- _Provided records_
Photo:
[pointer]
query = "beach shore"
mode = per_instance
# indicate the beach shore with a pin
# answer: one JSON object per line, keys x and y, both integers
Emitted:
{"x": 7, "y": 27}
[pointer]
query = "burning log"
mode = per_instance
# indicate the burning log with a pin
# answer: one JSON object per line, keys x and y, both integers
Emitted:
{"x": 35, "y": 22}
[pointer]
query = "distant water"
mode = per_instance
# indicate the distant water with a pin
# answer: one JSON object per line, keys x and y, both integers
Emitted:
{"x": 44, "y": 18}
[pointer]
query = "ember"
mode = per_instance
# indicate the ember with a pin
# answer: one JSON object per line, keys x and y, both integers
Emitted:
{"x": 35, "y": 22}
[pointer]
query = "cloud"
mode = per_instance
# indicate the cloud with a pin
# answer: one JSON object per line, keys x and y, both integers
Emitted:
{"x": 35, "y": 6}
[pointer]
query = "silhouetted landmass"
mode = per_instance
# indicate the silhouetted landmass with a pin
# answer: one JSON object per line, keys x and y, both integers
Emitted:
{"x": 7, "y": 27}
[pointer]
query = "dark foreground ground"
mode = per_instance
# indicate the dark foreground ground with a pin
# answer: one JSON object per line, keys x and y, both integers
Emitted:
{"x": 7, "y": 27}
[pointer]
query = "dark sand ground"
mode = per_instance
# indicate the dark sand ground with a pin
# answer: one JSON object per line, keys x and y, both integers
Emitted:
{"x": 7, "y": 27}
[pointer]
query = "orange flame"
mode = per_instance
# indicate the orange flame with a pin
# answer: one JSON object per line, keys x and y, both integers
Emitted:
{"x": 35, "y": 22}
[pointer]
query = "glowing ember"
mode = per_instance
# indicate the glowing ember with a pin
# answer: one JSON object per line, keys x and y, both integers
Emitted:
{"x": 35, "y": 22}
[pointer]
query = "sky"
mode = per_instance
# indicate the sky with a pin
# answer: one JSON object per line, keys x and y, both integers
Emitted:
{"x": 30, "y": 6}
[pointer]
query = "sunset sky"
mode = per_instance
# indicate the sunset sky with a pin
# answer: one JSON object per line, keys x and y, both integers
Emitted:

- _What to produce_
Transcribe only the lines from the beginning of the entries to the line with "# indicate the dark foreground", inclusive, exactly as written.

- _Solution for this exercise_
Photo:
[pointer]
query = "beach shore"
mode = per_instance
# indicate the beach shore with a pin
# answer: one JSON object per line, keys x and y, both integers
Emitted:
{"x": 7, "y": 27}
[pointer]
query = "burning log"
mode = per_instance
# indicate the burning log with a pin
# answer: one JSON object per line, keys x and y, both integers
Emitted:
{"x": 35, "y": 22}
[pointer]
query = "distant water"
mode = per_instance
# indicate the distant water with a pin
# answer: one JSON object per line, keys x and y, both integers
Emitted:
{"x": 44, "y": 18}
[pointer]
query = "ember"
mode = per_instance
# indicate the ember with a pin
# answer: one JSON object per line, keys x and y, both integers
Emitted:
{"x": 35, "y": 22}
[pointer]
query = "cloud"
mode = per_instance
# indicate the cloud with a pin
# answer: one JSON object per line, keys x and y, both integers
Emitted:
{"x": 35, "y": 6}
[pointer]
query = "silhouetted landmass"
mode = per_instance
# indicate the silhouetted landmass with a pin
# answer: one JSON object per line, keys x and y, both integers
Emitted:
{"x": 7, "y": 27}
[pointer]
query = "dark foreground ground"
mode = per_instance
# indicate the dark foreground ground with a pin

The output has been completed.